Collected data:
---
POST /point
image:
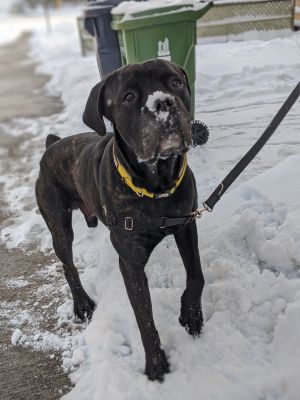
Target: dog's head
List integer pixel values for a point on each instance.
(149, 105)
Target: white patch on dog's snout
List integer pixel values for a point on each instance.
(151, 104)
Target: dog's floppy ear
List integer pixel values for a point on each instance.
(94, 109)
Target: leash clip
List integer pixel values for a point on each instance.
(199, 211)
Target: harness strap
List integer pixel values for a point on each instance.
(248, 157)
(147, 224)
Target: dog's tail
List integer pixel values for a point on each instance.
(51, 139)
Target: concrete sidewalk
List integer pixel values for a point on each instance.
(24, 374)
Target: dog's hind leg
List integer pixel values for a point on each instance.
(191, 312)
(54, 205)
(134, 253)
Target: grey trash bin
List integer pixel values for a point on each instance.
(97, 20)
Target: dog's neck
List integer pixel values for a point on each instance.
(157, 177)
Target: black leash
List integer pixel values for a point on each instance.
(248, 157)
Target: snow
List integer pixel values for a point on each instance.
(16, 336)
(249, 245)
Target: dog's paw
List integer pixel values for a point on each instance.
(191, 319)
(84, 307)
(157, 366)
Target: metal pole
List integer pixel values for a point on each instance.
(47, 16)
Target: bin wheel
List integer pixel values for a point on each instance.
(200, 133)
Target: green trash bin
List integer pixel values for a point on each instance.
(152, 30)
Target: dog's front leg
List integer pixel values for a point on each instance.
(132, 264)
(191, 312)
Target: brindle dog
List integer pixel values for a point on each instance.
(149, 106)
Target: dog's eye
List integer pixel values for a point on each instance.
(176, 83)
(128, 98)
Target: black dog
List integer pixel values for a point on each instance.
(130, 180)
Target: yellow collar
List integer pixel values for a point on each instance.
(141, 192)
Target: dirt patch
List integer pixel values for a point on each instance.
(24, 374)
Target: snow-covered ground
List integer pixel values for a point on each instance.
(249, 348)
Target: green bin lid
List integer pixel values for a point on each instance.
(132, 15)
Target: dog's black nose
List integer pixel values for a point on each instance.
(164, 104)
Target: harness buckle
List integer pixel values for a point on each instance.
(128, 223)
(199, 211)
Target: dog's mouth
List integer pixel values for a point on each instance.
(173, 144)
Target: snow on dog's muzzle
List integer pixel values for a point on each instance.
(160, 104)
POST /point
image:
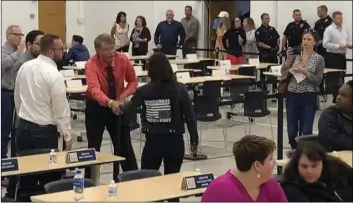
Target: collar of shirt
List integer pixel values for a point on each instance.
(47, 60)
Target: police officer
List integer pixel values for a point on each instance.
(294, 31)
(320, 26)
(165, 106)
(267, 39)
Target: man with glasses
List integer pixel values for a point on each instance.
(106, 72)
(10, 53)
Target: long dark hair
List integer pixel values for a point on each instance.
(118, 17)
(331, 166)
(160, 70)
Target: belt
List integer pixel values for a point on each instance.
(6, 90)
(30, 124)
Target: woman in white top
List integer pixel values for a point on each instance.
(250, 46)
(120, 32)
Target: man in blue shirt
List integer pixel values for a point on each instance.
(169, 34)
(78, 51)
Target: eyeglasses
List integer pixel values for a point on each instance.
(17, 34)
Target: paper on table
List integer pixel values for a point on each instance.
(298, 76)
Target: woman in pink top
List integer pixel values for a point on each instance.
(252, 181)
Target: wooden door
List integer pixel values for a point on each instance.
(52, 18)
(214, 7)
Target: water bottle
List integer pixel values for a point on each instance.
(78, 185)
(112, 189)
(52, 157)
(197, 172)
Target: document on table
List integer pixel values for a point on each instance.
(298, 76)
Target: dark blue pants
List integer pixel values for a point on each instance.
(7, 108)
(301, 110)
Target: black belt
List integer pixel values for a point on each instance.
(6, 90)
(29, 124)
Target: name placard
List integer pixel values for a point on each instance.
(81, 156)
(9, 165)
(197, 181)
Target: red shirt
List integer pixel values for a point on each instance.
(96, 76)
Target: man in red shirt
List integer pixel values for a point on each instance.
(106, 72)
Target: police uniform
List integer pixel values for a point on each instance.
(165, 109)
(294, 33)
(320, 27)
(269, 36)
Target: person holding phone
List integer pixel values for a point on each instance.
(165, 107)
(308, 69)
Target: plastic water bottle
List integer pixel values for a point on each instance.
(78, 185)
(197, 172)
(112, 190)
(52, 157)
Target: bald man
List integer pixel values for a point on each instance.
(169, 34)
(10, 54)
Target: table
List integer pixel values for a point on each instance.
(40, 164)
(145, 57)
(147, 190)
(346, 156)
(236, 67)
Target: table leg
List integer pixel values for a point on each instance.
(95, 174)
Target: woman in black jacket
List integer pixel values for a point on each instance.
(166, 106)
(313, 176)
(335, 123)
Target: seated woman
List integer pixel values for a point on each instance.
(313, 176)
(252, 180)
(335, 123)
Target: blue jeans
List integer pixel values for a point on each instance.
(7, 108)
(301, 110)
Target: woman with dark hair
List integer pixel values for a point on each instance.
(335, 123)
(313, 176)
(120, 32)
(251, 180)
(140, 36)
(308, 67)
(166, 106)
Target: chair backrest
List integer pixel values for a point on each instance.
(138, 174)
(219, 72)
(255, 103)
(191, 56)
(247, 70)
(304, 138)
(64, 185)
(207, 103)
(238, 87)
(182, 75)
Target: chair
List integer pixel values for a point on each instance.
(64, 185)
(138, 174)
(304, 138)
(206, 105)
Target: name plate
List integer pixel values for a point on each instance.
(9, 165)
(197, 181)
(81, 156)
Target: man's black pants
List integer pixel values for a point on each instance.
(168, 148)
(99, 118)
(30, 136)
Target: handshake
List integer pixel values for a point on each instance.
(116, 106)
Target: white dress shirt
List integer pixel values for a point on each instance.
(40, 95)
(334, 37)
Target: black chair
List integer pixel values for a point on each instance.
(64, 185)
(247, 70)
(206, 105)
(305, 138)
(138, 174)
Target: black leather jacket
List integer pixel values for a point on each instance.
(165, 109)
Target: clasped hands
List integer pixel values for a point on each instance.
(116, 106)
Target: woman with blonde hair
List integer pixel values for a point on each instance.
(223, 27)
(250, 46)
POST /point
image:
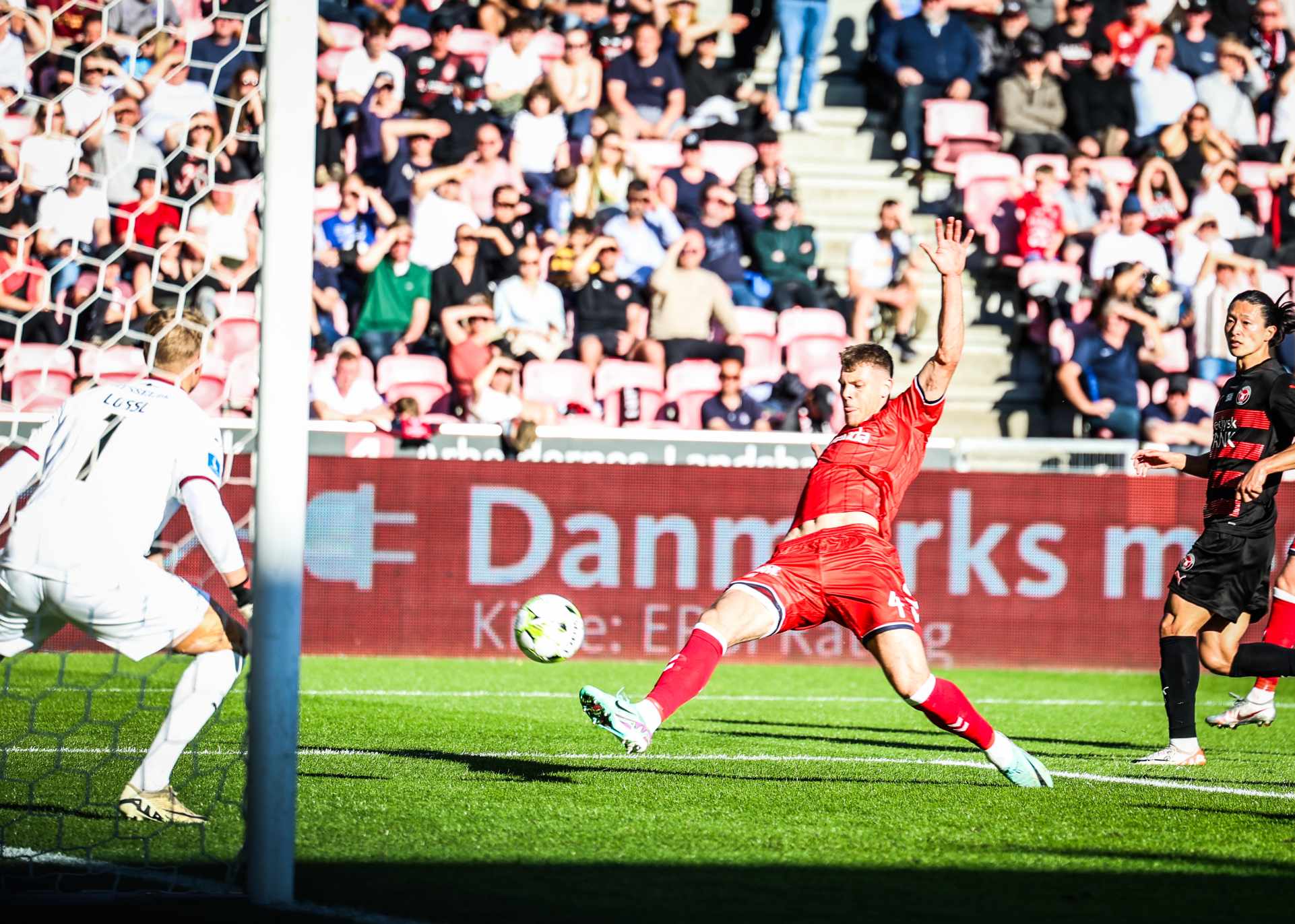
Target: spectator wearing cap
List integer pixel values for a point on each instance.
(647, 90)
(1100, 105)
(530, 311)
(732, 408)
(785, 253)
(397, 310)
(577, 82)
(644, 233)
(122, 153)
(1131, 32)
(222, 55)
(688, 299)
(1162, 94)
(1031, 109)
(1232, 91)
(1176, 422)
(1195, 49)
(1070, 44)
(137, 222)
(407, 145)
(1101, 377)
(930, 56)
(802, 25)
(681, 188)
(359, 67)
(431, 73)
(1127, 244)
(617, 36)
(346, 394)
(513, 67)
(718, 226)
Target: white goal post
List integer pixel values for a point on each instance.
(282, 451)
---
Quote all of the entries word for word, omitting any pictures.

■ **FINISHED EXERCISE**
POST /point
image:
Target: dog's head
List integer pixel values for a point on each instance.
(149, 105)
Target: white patch on dog's snout
List integer pixel values for a point on each instance.
(151, 104)
Target: dog's floppy ear
List integer pixel values for a point on each instance.
(94, 109)
Target: leash clip
List integer pixel values for a point on each instance.
(199, 211)
Target: harness strap
List integer pixel values for a point on each instance.
(248, 157)
(147, 224)
Target: dog's tail
List integer pixel values for a point on each instance.
(51, 139)
Target: concrete sidewalk
List integer pixel values for a point on each instance.
(24, 374)
Target: dog's hind leg
List integer pixel values for a point on each instance.
(191, 312)
(54, 205)
(134, 253)
Target: grey trash bin
List integer pixel values for a point on each instance.
(97, 20)
Target: dog's neck
List integer pixel values for a point on each instance.
(157, 177)
Target: black leash
List integer pixel values for a point on each instance.
(248, 157)
Target: snow
List integer pixel values for a point on each instance.
(16, 336)
(249, 245)
Target: dog's paw
List integer pixel values for a point on each instance.
(191, 319)
(84, 307)
(157, 366)
Target: metal pole
List integer pixel values for a point on each instance.
(47, 16)
Target: bin wheel
List integer pixel values for a point on each instance.
(200, 133)
Target: green trash bin
List integer pixel values for a point on each instance.
(152, 30)
Target: dog's front leg
List integer pixel values for a point on each instance.
(132, 264)
(191, 312)
Target: brindle dog
List integer pixel values for a point on each instance.
(149, 106)
Target: dog's eye
List integer pixel values for a point on each instance.
(176, 83)
(128, 98)
Target: black dog
List integer pixel values for a point on each instance.
(130, 180)
Target: yellow collar
List integer pixel values for a point on each instance.
(141, 192)
Target: dirt patch
List integer pixel values for a point on each instance.
(24, 374)
Target: snow-covered ground
List integer pixel values for a point on each instance.
(249, 348)
Target: green bin lid
List integer pixel values for a point on each instance.
(132, 15)
Target: dog's black nose
List integer pixel values for a point on each instance.
(164, 104)
Target: harness buckle
List integer pixel values for a point on each instance.
(128, 223)
(199, 211)
Target: dog's mouth
List integer pixel values for a point on each instance.
(173, 144)
Target: snow on dog's muzzle
List integer pixel values for a point on each instance.
(160, 104)
POST /point
image:
Target: collar of shirt
List integer pixel values for a point on each instance.
(47, 60)
Target: police officer
List integer pixel values for a point on each instance.
(294, 31)
(320, 26)
(165, 106)
(267, 39)
Target: man with glasses
List integer pixel values for a point on each instance.
(106, 72)
(10, 53)
Target: long dark hair
List integer pixel values for a point on each instance.
(118, 17)
(331, 166)
(160, 70)
Target: belt
List integer pixel values for a point on each instance.
(6, 90)
(30, 124)
Target: woman in white top
List integer pixel values for a point on each instance.
(250, 46)
(120, 32)
Target: man in blue shirt
List integer pixel values for a point on each instance.
(169, 34)
(78, 51)
Target: eyeglasses
List integer pixel values for a point on each instance.
(17, 34)
Target: paper on table
List integer pixel values for a point on each instance.
(298, 76)
Target: woman in pink top
List integer pixel values for a point on each instance.
(252, 181)
Target: wooden door
List integer pixel values for a point on each instance.
(52, 18)
(214, 7)
Target: water bottle
List integer pixel values for a point on each instance.
(78, 185)
(112, 189)
(52, 157)
(197, 172)
Target: document on table
List integer pixel values for a point on each instance.
(298, 76)
Target: dark blue pants
List integer pixel values for a point on each instance.
(7, 108)
(301, 110)
Target: black belt
List integer pixel values for a point on each instance.
(6, 90)
(29, 124)
Target: name placard
List integer pixel values for a point on each instance.
(81, 156)
(9, 165)
(197, 181)
Target: red shirt
List integer pixel values for a point on each instance.
(96, 76)
Target: man in red shirt
List integer pixel values for a point on each instance.
(106, 72)
Target: police uniform
List integer pixel values for a point on each instance.
(165, 109)
(294, 33)
(320, 27)
(269, 36)
Target: person holding phone
List integer pixel values for a point on each instance.
(165, 107)
(308, 69)
Target: plastic water bottle
List integer pixel values for a point on each instance.
(78, 185)
(197, 172)
(112, 190)
(52, 157)
Target: bald man
List integer pixel values for a point on each instance.
(169, 34)
(10, 54)
Target: table
List integer pixel values for a point on each instance.
(40, 164)
(145, 57)
(147, 190)
(346, 156)
(236, 67)
Target: table leg
List integer pixel values for a point on each instance.
(95, 174)
Target: woman in black jacket
List integer pixel values for a point on each instance.
(166, 106)
(313, 176)
(335, 123)
Target: seated woman
List integer pixel values for a point on each instance.
(313, 176)
(252, 180)
(335, 123)
Target: blue jeans
List integer pixel values for a point on each instance.
(7, 108)
(301, 110)
Target: woman with dark hair
List integer pixel values for a point on each instance.
(335, 123)
(313, 176)
(120, 32)
(251, 180)
(140, 36)
(308, 67)
(166, 106)
Target: chair backrest
List integer pixel values for a point on each instance.
(138, 174)
(219, 72)
(255, 103)
(191, 56)
(247, 70)
(304, 138)
(64, 185)
(207, 103)
(238, 87)
(182, 75)
Target: chair
List integer pixel values for a point on each instance.
(64, 185)
(138, 174)
(304, 138)
(206, 105)
Target: name plate
List integer pixel values for a point on each instance.
(9, 165)
(197, 181)
(81, 156)
Target: man's black pants
List integer pixel values for a point on each instance.
(168, 148)
(99, 118)
(30, 136)
Target: handshake
List integer pixel values for a point on each instance.
(116, 106)
Target: white dress shirt
List integer pixel values for a point on each instance.
(40, 95)
(334, 37)
Target: black chair
List integer pixel values for a point on each instance.
(64, 185)
(247, 70)
(206, 105)
(305, 138)
(138, 174)
Target: black leather jacket
List integer pixel values for a point on each instance.
(165, 109)
Target: clasped hands
List integer pixel values for a point on each instance.
(116, 106)
Target: woman with blonde hair
List integer pixel values for a point on each instance.
(223, 27)
(250, 46)
POST /point
image:
Target: spectator wearing cap
List integer pixel values for a point on each instance.
(647, 90)
(1100, 105)
(530, 311)
(732, 408)
(785, 253)
(397, 310)
(577, 82)
(644, 233)
(122, 153)
(1131, 32)
(222, 55)
(688, 299)
(1162, 94)
(1031, 109)
(1232, 91)
(1176, 422)
(1195, 49)
(1070, 44)
(137, 222)
(407, 145)
(1101, 377)
(930, 56)
(802, 25)
(681, 188)
(359, 67)
(431, 73)
(1127, 244)
(617, 36)
(346, 394)
(513, 67)
(718, 226)
Target: white goal post
List integer pixel values for a point on each instance.
(282, 451)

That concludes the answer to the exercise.